• [WRITTEN EXERCISE 1] Reproduce everything in the FAQ on CAPS's affiliation with UAW, from "CAPS leadership has" down to "wins for Scientists?".
• [WRITTEN EXERCISE 2] Carry on the FAQ on CAPS's affiliation with UAW, picking up after its last sentence.

• [TEXT PROVIDED]

## Start

UAW recognizes that CAPS is a nonprofit mutual benefit corporation organized under the Nonprofit Mutual Benefit Corporation Law and it is subject to applicable existing and future laws by reason of such status. Nothing in the Affiliation Agreement is intended to change or otherwise impact on such status.

How will we ensure our budget is going to cover our current operating costs, as well as the requirements of the affiliation agreement?

CAPS leadership has done extensive budget analyses and worked specifically with UAW when developing our affiliation agreement to ensure that we can meet our budgetary needs and obligations. UAW has been incredibly flexible and sensitive to our budgetary concerns and are willing to work with us to ensure CAPS is able to fulfill all of our financial responsibilities as a Local Union.

What are some examples of UAW wins for Scientists? 

In 2022, Postdocs, Academic Researchers, Academic Student Employees at the University of California won a record contract (UAW Local 5810 and Local 2865)

## End

• [STORED DATA]

## Start

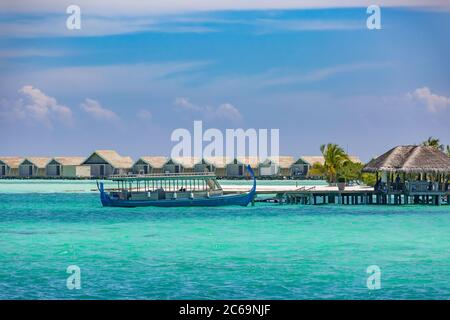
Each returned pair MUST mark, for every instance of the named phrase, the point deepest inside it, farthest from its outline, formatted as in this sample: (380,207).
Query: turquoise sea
(263,252)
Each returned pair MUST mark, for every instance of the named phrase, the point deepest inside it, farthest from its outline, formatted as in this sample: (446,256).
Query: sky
(137,70)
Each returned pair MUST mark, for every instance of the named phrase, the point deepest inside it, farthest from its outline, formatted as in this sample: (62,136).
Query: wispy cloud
(225,111)
(51,26)
(96,110)
(37,107)
(138,7)
(433,102)
(276,25)
(144,114)
(29,52)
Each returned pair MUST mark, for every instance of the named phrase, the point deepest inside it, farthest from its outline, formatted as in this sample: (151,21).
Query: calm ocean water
(265,252)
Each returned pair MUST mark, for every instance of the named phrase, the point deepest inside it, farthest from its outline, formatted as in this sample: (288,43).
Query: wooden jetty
(353,195)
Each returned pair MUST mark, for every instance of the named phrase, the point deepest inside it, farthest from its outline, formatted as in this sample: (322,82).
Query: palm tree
(434,142)
(334,157)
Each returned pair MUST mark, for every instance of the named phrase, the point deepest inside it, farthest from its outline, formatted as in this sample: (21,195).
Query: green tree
(350,171)
(434,142)
(317,170)
(334,157)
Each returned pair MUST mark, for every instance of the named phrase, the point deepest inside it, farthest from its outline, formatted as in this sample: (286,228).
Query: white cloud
(95,109)
(185,104)
(225,111)
(34,105)
(94,26)
(139,7)
(144,114)
(433,102)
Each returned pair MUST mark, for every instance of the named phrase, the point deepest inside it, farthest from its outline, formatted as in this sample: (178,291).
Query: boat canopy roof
(164,176)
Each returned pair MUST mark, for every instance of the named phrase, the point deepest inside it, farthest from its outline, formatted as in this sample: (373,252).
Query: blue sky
(132,75)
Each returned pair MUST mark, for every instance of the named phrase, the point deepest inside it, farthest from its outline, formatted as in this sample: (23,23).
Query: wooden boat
(171,190)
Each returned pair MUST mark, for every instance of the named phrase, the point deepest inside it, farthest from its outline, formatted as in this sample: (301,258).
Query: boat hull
(213,201)
(227,200)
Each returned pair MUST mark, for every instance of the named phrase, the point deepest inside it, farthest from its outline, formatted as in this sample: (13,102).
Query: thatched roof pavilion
(411,159)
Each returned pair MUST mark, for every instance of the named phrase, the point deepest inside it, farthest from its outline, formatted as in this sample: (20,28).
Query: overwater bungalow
(9,166)
(217,164)
(150,164)
(300,168)
(107,162)
(276,166)
(237,168)
(33,167)
(181,164)
(67,167)
(411,174)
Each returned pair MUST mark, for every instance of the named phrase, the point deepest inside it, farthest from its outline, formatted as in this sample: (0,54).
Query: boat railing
(161,175)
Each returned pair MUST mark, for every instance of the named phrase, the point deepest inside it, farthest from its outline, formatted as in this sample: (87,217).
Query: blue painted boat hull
(213,201)
(226,200)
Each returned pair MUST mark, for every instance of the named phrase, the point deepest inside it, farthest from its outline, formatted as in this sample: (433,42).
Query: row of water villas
(103,163)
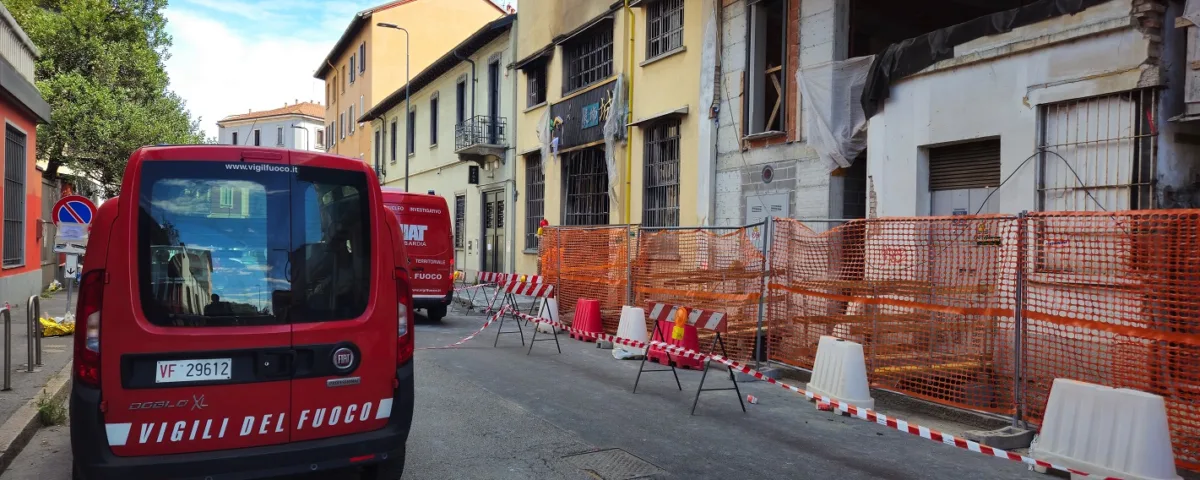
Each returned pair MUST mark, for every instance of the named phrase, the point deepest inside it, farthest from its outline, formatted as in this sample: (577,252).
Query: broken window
(535,84)
(535,199)
(765,67)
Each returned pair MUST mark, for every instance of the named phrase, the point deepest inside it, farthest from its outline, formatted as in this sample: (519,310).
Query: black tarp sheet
(912,55)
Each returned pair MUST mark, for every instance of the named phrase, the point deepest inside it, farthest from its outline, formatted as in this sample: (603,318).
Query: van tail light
(87,340)
(405,333)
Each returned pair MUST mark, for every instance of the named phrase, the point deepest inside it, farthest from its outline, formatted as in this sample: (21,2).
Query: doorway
(493,232)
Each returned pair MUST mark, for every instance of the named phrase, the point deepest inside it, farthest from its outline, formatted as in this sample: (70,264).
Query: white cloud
(221,71)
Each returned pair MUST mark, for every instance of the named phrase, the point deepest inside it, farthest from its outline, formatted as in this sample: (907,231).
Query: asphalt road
(498,413)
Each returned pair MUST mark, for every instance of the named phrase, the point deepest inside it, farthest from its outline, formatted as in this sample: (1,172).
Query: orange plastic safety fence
(1109,298)
(929,299)
(589,263)
(713,269)
(1114,299)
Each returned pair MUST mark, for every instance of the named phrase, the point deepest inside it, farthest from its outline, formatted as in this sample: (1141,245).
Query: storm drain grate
(613,465)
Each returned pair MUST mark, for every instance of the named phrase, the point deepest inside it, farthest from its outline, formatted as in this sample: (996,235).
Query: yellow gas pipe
(629,130)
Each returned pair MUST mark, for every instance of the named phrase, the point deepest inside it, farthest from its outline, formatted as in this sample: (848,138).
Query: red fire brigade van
(244,312)
(425,222)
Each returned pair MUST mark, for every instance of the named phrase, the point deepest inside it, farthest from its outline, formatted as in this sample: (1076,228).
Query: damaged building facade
(863,108)
(587,153)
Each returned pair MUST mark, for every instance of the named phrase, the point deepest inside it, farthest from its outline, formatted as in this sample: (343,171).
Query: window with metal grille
(535,84)
(393,144)
(535,199)
(378,149)
(766,94)
(586,187)
(13,197)
(412,132)
(664,28)
(460,219)
(587,60)
(1099,153)
(660,202)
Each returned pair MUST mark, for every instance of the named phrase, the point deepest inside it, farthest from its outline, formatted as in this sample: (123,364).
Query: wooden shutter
(975,165)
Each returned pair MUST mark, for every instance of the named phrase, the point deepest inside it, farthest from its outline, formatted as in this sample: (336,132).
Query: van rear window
(225,245)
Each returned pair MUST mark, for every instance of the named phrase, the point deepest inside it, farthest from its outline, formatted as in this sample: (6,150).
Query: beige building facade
(369,61)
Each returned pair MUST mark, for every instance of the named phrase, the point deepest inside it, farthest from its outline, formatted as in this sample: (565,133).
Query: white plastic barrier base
(1105,431)
(549,310)
(840,372)
(633,327)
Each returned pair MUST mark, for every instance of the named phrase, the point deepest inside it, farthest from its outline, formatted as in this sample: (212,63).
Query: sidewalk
(18,409)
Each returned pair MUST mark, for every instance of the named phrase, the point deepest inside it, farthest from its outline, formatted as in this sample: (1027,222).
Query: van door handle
(275,364)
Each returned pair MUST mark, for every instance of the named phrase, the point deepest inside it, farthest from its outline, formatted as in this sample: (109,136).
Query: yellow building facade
(577,60)
(455,143)
(369,61)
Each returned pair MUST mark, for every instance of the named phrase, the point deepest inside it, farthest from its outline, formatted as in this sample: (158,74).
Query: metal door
(493,232)
(493,103)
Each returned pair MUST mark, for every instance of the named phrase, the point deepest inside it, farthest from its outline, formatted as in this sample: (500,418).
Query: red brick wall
(792,89)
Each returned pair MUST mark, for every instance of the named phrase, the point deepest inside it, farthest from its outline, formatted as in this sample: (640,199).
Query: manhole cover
(613,465)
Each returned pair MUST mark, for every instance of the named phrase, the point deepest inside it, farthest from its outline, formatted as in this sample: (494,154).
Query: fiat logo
(343,358)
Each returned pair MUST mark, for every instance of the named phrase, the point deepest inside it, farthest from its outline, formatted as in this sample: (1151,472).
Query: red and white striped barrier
(859,413)
(486,324)
(473,287)
(531,289)
(700,318)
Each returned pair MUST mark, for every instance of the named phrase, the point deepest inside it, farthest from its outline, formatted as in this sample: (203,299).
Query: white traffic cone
(549,311)
(633,327)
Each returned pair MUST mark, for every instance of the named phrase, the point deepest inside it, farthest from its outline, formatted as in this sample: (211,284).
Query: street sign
(72,268)
(72,217)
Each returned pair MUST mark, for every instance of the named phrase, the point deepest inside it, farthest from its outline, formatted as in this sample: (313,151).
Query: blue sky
(231,57)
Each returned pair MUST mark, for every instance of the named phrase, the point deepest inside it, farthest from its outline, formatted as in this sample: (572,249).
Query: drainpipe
(513,156)
(631,24)
(337,149)
(715,108)
(473,79)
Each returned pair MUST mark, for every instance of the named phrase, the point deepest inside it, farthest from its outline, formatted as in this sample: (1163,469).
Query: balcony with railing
(480,137)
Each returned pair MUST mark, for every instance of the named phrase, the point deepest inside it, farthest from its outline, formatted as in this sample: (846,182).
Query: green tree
(102,73)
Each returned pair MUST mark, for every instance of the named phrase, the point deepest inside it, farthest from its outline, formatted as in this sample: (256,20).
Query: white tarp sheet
(832,109)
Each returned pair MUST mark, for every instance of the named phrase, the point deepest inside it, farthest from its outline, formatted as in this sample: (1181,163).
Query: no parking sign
(72,219)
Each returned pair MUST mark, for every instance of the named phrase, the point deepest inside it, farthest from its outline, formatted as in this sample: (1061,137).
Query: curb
(19,429)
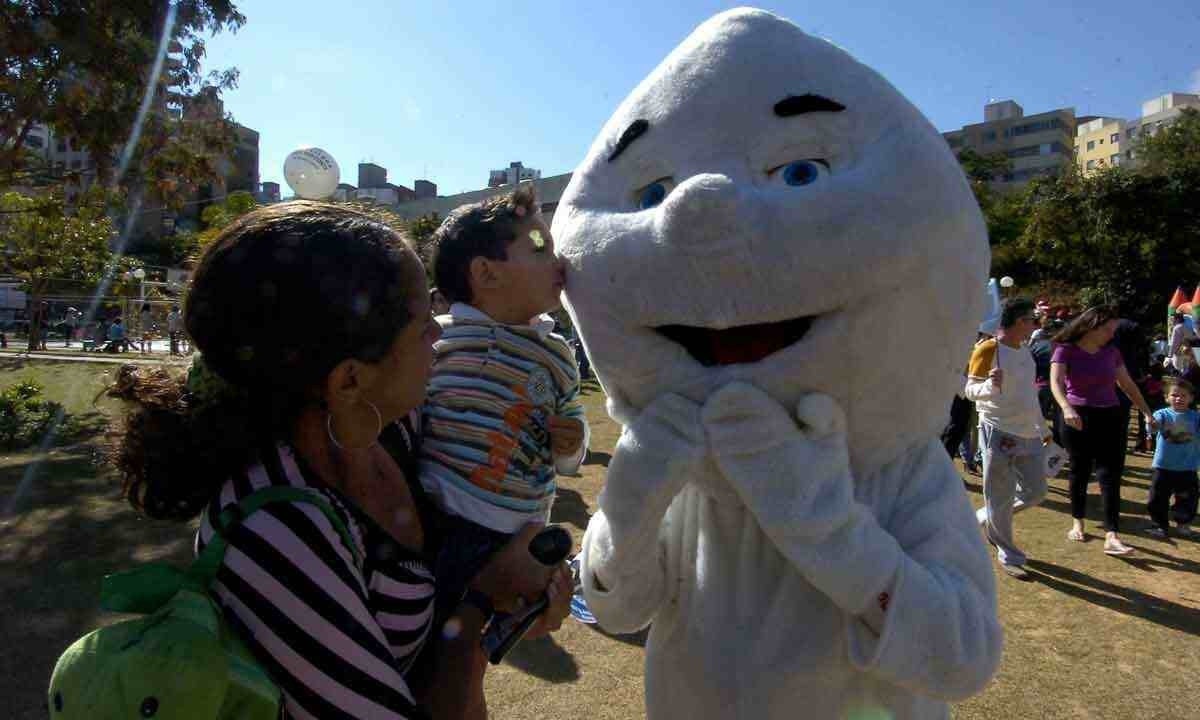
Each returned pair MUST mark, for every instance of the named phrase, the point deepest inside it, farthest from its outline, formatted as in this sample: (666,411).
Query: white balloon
(311,173)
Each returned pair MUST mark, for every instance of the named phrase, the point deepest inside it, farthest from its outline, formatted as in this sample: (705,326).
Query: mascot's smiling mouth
(739,345)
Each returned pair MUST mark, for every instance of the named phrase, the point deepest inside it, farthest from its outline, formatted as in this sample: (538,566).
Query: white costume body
(756,511)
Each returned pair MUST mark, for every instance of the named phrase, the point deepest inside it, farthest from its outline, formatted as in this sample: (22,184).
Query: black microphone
(550,547)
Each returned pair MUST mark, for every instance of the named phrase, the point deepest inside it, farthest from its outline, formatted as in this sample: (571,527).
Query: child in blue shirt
(1176,459)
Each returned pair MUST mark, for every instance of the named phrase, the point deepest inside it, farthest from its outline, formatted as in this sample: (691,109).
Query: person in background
(174,328)
(1012,431)
(438,303)
(1042,348)
(71,321)
(1176,460)
(1085,372)
(501,377)
(145,328)
(1181,335)
(1131,342)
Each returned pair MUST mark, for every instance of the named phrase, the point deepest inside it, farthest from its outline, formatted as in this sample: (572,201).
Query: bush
(25,417)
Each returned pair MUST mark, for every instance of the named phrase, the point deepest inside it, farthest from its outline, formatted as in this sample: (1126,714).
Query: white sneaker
(1116,547)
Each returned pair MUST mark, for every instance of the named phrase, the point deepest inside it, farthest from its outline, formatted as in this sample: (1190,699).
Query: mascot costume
(774,263)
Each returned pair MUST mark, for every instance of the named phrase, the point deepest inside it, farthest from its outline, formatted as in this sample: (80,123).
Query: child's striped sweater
(486,453)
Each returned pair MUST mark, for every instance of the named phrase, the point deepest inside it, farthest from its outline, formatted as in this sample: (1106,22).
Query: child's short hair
(484,229)
(1182,384)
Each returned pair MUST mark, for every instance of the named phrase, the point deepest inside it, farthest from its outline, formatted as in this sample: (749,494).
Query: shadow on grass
(1119,598)
(634,639)
(545,659)
(1095,508)
(70,531)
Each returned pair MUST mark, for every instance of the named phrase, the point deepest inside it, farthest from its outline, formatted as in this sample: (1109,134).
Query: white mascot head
(763,208)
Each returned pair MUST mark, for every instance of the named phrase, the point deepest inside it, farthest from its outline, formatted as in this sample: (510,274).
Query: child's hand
(565,435)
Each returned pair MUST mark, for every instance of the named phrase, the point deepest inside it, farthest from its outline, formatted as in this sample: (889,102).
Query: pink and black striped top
(336,636)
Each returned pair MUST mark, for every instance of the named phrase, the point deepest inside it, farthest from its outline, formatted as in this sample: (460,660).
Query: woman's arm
(300,603)
(1059,388)
(459,676)
(1131,389)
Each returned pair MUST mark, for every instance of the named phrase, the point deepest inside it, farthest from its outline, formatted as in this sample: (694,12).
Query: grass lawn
(1091,637)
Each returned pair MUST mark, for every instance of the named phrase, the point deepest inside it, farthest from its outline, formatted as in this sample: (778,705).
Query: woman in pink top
(1085,372)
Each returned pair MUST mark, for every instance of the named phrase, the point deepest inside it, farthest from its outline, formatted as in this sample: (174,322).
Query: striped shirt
(336,636)
(486,449)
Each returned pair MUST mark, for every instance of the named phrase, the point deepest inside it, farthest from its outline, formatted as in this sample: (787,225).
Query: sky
(449,91)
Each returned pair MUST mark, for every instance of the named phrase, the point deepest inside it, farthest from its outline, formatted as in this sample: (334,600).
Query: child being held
(1176,460)
(503,414)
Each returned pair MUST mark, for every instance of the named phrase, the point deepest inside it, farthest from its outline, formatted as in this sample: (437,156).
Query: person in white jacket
(1012,431)
(779,507)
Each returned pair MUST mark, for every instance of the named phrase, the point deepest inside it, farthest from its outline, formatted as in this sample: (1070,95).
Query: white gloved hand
(655,456)
(792,473)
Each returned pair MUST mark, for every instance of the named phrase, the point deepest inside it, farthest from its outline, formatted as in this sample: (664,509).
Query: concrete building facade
(549,191)
(1101,143)
(1156,114)
(1035,144)
(373,187)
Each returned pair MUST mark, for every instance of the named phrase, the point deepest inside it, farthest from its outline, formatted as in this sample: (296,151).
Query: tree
(420,231)
(1116,237)
(1175,150)
(43,243)
(190,246)
(1003,210)
(83,67)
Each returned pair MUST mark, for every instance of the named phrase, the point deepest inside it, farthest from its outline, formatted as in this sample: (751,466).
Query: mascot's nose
(703,215)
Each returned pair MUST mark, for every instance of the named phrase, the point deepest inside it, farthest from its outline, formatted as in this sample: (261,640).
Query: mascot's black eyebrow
(799,105)
(636,129)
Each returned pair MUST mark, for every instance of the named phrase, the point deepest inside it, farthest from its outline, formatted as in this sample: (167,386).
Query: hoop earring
(329,427)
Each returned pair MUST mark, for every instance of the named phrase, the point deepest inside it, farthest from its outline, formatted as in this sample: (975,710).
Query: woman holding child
(1085,372)
(274,403)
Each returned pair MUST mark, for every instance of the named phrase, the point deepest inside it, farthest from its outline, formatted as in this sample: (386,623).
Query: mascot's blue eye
(801,173)
(652,195)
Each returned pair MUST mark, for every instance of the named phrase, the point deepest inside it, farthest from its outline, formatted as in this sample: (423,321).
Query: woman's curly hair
(282,297)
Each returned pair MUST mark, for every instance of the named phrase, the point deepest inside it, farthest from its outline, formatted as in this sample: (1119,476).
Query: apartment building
(1035,144)
(1101,143)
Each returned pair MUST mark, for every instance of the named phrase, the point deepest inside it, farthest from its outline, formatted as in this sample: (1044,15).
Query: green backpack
(181,661)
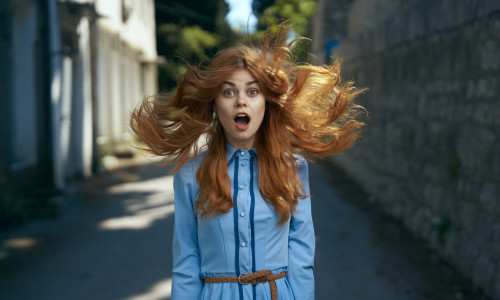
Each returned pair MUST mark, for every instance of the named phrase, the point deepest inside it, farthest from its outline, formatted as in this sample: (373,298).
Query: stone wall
(430,153)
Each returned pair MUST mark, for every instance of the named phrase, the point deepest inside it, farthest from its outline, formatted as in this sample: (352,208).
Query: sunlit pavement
(115,243)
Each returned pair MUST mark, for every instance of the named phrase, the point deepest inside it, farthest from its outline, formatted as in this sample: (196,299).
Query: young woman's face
(240,107)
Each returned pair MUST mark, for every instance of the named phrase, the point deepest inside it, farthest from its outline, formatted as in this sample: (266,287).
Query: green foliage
(298,12)
(192,42)
(191,31)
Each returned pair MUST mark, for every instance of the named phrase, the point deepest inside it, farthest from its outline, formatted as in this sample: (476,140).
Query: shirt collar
(231,152)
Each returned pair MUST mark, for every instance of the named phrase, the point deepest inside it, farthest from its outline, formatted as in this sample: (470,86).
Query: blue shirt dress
(246,239)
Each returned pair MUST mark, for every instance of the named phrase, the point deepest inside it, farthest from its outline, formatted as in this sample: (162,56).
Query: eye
(253,92)
(228,93)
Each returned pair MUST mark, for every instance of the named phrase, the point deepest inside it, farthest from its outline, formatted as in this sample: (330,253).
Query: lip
(239,126)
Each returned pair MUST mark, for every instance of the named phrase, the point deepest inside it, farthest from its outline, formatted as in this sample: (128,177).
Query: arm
(301,242)
(186,281)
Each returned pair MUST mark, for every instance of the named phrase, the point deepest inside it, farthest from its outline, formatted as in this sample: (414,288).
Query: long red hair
(307,112)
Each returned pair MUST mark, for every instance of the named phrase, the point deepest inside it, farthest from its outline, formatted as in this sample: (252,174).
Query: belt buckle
(239,279)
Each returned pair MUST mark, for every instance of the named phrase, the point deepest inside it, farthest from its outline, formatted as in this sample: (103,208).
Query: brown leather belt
(253,278)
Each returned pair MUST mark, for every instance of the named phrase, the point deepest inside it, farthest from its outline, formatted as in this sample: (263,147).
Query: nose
(241,101)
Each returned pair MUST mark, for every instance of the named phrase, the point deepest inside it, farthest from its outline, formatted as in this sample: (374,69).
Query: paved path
(115,243)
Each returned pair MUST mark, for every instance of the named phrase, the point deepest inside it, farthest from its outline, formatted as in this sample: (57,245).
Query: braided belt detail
(253,278)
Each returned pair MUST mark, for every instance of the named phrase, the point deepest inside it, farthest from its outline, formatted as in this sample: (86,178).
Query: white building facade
(72,71)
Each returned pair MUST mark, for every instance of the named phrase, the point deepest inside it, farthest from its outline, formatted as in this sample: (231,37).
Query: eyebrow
(248,83)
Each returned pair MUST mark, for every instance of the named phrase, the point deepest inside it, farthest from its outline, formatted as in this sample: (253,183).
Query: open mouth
(242,121)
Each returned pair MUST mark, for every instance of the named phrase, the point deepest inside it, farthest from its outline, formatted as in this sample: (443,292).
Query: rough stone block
(484,270)
(496,282)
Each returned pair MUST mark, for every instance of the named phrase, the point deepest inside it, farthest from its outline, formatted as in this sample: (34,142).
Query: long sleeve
(301,243)
(186,281)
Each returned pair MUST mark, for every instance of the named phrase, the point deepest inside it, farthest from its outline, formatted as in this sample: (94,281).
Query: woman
(243,227)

## End

• [TASK ANSWER 1]
CAPS leadership has done extensive budget analyses and worked specifically with UAW when developing our affiliation agreement to ensure that we can meet our budgetary needs and obligations. UAW has been incredibly flexible and sensitive to our budgetary concerns and are willing to work with us to ensure CAPS is able to fulfill all of our financial responsibilities as a Local Union.

What are some examples of UAW wins for Scientists?

• [TASK ANSWER 2]
UC Postdocs will become the highest-paid Postdocs at a US university, with up to 57% salary increases, fully paid family leave for 8 weeks, $2,800/ year for childcare subsidies, among other benefits, and UC Academic Researchers won up to 34% salary increases.

In their 2023 contract, Postdocs and Academic Researchers at the University of Washington won big (UAW Local 4121)

UW Postdocs raised their salary floor by 37% and UW Academic Researcher raised their salary floor by 28%, plus general salary increases and other benefits.

In 2024, Academic Student Employees at Washington State University won their contract demands after just a 3 hour strike (UAW Local 4591)

Academic Student Employees won up to 49% increase to base salary, six weeks of paid parental leave, lowered out-of-pocket costs for healthcare.

These UAW Local Unions that represent scientists are WINNING by striking or with the threat of a credible strike, and raising the standards for scientists across the industry.  As an affiliate of UAW, we will have their support to fight for pay equity and win the contract we deserve.

UAW is actively organizing unorganized scientists and other workers in higher education across the West Coast and United States. Check out the UAW Region 6 Newsletter for information about all of their organizing efforts, contract campaigns and wins.

What are the quorum requirements for affiliation?

The minimum vote participation required to meet quorum is a majority (over 50%) membership vote participation. Of the participating voting members, a simple majority (over 50%) have to vote “yes” for the affiliation agreement to be ratified. More information can be found at the UAW Affiliation Vote webpage.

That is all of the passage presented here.